SUPPLIED TEXT >>
..........
Skip to content

Run in GitHub Actions

The problem: Manual testing of voice agents doesn't scale. You run a few conversations in the dashboard, ship the change, and find out from a customer that your prompt edit broke the appointment flow. The feedback loop is days, not minutes.

The flow:

  1. Commit the agent JSON and the test cases JSON to git
  2. Add a workflow that runs voicetest run --all on every push
  3. Block PRs that fail

Repo layout

.
├── agents/
│   └── receptionist.json    # exported from your platform, version-controlled
├── tests/
│   └── receptionist.json    # voicetest test cases
└── .github/
    └── workflows/
        └── voice-tests.yml

Keep the agent JSON in git, not just in your platform's UI. Diffs on a JSON file tell you exactly what changed; "the agent" in someone's Retell account does not.

The workflow

name: Voice Agent Tests

on:
  pull_request:
    paths:
      - "agents/**"
      - "tests/**"
  push:
    branches: [main]
    paths:
      - "agents/**"
      - "tests/**"

jobs:
  test:
    runs-on: ubuntu-latest
    steps:
      - uses: actions/checkout@v4
      - uses: astral-sh/setup-uv@v5
      - run: uv tool install voicetest
      - name: Run voice agent tests
        run: |
          voicetest run \
            --agent agents/receptionist.json \
            --tests tests/receptionist.json \
            --all \
            --output run.json
        env:
          GROQ_API_KEY: ${{ secrets.GROQ_API_KEY }}
      - uses: actions/upload-artifact@v4
        if: always()
..........
GOAL 1 >> Rewrite the records from the line containing "Where can you spot the white teeth" through the end of the records, replacing "denim shirt" with "chambray shirt" and leaving everything else unchanged.
..........
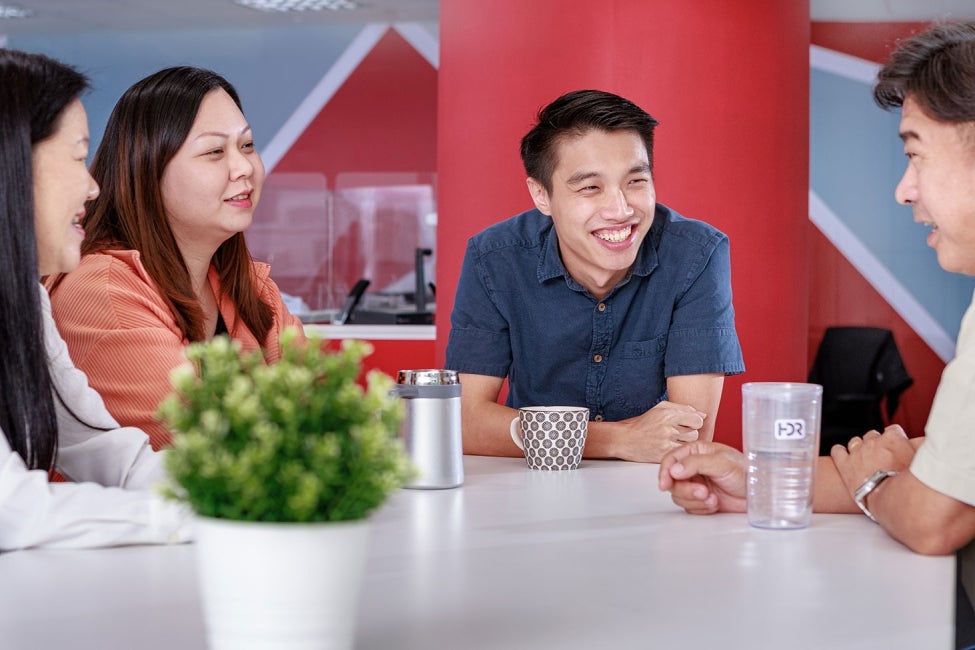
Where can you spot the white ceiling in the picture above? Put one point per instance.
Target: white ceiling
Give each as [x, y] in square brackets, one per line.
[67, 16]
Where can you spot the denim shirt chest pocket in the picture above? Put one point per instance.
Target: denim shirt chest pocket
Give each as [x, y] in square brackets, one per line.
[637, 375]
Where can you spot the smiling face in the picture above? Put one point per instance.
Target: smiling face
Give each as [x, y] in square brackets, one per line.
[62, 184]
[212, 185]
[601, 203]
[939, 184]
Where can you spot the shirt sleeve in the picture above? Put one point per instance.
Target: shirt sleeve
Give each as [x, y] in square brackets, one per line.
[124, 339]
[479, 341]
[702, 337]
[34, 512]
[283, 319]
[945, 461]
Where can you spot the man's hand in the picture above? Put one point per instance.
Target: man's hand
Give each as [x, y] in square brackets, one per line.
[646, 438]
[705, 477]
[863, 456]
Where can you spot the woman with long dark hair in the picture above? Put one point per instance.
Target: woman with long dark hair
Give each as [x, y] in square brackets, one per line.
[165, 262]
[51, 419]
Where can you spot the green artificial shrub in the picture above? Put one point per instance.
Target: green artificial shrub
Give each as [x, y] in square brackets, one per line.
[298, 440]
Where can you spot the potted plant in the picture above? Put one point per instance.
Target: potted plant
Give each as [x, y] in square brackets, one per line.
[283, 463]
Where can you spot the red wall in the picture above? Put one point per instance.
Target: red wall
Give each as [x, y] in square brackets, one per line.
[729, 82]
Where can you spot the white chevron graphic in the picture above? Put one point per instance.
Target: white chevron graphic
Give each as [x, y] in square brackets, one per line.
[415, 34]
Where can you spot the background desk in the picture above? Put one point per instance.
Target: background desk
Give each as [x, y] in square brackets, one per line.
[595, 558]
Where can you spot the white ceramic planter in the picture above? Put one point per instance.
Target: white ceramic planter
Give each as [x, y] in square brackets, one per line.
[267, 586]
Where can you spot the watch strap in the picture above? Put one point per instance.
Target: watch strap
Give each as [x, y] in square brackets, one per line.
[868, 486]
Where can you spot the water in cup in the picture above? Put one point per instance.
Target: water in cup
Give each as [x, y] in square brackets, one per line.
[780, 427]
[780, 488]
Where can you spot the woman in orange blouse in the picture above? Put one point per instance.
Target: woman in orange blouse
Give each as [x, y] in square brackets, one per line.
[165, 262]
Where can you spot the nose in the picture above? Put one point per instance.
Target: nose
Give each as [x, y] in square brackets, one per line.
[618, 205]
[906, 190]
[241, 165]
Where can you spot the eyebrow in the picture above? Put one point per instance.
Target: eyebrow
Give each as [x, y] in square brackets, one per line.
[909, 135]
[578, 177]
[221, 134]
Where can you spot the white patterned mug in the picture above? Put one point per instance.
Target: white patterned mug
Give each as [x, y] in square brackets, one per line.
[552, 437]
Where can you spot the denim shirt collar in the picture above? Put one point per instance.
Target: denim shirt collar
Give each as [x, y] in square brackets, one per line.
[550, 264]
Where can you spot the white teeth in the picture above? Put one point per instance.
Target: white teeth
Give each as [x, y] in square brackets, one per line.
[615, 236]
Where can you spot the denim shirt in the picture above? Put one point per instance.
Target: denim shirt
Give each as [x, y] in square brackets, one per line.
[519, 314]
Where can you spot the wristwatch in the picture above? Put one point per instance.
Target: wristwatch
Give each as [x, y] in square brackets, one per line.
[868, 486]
..........
GOAL 2 >> In the GitHub Actions guide, which runner does the test job use?

EXERCISE SOLUTION 1 >>
Where can you spot the white teeth in the picture above? Put one point per instance.
Target: white teeth
Give each as [x, y] in square brackets, one per line.
[615, 236]
Where can you spot the chambray shirt in the picture above? Put one point per instance.
Target: chambray shirt
Give each as [x, y] in square brackets, one per line.
[519, 314]
Where can you spot the wristwatch in the picture above? Put one point per instance.
Target: wristwatch
Give each as [x, y] in square brackets, one per line.
[868, 486]

EXERCISE SOLUTION 2 >> ubuntu-latest